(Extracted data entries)
▼

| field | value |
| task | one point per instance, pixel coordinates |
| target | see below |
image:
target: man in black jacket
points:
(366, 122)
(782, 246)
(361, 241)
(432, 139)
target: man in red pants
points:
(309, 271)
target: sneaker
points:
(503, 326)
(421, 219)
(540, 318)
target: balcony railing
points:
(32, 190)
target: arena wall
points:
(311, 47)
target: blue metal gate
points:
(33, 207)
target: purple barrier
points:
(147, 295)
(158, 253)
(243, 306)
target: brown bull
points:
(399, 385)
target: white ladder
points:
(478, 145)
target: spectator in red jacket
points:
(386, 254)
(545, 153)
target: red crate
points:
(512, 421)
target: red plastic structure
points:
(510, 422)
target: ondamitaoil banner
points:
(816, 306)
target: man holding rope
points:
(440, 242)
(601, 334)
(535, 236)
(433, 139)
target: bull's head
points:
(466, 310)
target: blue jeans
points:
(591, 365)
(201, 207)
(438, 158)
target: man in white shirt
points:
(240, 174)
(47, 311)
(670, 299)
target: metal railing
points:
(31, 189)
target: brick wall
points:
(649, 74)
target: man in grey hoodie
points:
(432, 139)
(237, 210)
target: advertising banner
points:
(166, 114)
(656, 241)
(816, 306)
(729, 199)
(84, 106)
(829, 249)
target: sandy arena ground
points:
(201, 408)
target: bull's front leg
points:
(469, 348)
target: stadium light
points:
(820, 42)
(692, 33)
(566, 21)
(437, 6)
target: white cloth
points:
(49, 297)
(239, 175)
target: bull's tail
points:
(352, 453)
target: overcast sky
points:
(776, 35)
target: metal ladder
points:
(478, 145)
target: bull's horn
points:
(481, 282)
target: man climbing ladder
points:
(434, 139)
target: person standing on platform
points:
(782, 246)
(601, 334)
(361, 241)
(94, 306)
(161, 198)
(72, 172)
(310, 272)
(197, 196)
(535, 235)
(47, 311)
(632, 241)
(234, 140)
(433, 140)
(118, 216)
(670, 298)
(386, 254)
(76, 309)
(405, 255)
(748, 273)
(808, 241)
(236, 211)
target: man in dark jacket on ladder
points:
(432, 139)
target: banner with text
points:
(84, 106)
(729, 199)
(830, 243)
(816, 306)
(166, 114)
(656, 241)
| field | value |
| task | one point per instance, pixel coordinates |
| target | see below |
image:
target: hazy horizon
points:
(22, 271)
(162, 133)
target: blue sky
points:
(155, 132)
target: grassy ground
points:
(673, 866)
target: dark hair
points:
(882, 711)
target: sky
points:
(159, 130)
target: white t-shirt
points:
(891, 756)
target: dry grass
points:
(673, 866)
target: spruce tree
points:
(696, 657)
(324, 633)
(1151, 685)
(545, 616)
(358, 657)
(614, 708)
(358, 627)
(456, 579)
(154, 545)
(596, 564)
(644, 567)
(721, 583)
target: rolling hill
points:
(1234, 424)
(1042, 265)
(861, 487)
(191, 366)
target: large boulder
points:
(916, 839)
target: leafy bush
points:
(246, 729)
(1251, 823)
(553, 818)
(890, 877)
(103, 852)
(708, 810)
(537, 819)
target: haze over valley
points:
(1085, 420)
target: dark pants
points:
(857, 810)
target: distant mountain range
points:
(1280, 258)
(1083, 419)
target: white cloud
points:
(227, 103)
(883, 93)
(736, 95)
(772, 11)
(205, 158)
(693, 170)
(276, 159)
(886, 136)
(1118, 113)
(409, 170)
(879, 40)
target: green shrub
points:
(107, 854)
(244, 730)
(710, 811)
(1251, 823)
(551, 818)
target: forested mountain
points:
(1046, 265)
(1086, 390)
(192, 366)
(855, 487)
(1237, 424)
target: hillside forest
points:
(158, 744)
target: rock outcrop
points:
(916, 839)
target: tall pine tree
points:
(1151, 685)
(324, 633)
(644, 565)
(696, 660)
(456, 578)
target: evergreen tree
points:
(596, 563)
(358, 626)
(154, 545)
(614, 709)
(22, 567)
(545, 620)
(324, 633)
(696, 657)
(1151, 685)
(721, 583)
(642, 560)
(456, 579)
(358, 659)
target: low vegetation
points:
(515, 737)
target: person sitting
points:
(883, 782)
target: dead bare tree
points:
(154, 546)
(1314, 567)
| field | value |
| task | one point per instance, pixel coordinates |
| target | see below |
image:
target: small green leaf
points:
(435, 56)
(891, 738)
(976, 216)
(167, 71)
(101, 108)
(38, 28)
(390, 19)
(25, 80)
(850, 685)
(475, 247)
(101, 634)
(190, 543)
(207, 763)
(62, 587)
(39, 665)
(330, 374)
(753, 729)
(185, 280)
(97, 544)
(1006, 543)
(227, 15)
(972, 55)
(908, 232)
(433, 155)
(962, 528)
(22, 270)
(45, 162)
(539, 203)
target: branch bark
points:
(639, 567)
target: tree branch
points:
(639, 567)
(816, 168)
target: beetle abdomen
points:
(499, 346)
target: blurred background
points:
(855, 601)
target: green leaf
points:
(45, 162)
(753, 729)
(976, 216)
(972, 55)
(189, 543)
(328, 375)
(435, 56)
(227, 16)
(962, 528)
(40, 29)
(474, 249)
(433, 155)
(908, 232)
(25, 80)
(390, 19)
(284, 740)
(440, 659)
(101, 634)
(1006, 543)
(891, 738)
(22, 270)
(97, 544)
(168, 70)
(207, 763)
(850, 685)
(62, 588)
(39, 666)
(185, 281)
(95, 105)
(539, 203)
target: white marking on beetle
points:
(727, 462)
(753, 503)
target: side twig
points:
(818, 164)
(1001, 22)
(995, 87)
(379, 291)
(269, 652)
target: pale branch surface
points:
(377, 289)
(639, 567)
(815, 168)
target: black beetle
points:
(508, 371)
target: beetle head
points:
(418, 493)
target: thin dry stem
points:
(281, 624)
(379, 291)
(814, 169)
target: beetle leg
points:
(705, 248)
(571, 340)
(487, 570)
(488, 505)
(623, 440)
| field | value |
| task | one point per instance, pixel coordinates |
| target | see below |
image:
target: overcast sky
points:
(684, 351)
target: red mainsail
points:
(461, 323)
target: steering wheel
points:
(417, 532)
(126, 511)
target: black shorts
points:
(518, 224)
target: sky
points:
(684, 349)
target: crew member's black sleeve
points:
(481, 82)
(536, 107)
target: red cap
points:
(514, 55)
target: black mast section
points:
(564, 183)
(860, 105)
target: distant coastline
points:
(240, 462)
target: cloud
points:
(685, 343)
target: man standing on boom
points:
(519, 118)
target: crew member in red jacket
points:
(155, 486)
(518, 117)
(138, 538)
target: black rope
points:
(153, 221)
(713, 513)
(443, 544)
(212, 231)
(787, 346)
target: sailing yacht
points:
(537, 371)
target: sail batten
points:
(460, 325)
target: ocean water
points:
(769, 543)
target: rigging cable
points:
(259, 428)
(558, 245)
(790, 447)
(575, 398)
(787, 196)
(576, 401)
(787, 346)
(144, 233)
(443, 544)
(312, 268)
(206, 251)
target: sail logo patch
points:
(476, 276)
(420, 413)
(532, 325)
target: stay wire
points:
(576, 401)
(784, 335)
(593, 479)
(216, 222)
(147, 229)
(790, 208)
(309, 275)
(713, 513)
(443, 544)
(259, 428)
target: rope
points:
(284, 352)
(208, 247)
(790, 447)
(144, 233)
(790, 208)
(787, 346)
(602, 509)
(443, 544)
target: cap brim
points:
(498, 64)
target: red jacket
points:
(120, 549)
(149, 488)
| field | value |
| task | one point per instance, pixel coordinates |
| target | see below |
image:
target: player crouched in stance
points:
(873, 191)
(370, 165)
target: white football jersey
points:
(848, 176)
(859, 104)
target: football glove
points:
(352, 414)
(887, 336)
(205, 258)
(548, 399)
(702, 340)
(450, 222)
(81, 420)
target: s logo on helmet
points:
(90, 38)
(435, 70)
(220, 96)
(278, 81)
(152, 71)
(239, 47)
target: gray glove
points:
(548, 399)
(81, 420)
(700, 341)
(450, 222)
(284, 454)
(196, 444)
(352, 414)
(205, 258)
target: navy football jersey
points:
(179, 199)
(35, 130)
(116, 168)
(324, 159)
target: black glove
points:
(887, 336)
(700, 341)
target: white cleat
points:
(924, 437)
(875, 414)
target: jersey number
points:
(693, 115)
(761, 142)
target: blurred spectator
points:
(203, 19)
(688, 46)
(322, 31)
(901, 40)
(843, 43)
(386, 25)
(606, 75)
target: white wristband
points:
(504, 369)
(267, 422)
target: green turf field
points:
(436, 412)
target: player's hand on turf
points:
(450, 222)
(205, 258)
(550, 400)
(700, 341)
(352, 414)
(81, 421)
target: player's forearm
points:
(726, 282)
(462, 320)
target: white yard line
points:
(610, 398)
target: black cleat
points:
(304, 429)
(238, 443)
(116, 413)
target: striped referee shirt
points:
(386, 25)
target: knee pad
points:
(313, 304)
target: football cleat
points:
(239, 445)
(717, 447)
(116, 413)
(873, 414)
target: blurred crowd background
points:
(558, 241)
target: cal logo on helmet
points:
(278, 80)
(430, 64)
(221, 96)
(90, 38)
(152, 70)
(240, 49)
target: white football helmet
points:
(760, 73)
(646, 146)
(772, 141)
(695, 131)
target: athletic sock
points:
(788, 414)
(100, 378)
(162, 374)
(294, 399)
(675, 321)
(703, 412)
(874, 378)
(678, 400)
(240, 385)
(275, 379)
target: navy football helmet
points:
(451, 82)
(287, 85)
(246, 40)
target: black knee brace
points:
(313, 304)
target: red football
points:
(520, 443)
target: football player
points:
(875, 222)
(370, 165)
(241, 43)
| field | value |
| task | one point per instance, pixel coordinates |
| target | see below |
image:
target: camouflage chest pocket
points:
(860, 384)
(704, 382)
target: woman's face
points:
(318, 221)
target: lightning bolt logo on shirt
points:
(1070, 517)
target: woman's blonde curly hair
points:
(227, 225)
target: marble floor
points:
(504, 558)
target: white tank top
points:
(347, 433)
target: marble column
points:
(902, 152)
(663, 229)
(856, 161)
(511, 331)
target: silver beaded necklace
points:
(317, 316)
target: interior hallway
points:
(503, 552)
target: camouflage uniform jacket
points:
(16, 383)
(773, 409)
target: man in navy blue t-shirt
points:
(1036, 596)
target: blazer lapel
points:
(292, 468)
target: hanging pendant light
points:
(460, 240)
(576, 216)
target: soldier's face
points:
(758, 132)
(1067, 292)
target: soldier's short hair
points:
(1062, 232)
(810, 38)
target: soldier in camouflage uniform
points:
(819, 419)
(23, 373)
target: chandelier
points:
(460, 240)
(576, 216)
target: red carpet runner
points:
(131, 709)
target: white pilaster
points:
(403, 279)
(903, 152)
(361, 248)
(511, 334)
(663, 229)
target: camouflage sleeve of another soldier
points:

▲

# Stated goal
Rewrite the part of the rows that opens with the line containing "target: man in navy blue t-shirt" and closes at the end of the rows, with both ends included. Multiply every point coordinate by 1.95 and round it to a whole number, rounding halves up.

# Response
target: man in navy blue t-shirt
points:
(2020, 1162)
target: blazer lapel
points:
(569, 913)
target: hanging pendant light
points:
(897, 468)
(1123, 421)
target: soldier's face
points:
(1478, 257)
(2081, 569)
target: soldier's short hair
points:
(2071, 452)
(1580, 74)
target: soldier in camouflage uniform
points:
(1597, 817)
(45, 727)
target: chandelier
points:
(897, 468)
(1123, 421)
target: red carpet runner
points:
(255, 1383)
target: white pilaster
points:
(786, 544)
(1761, 296)
(704, 484)
(996, 651)
(1293, 447)
target: camouflage sleeve of another soldier
points:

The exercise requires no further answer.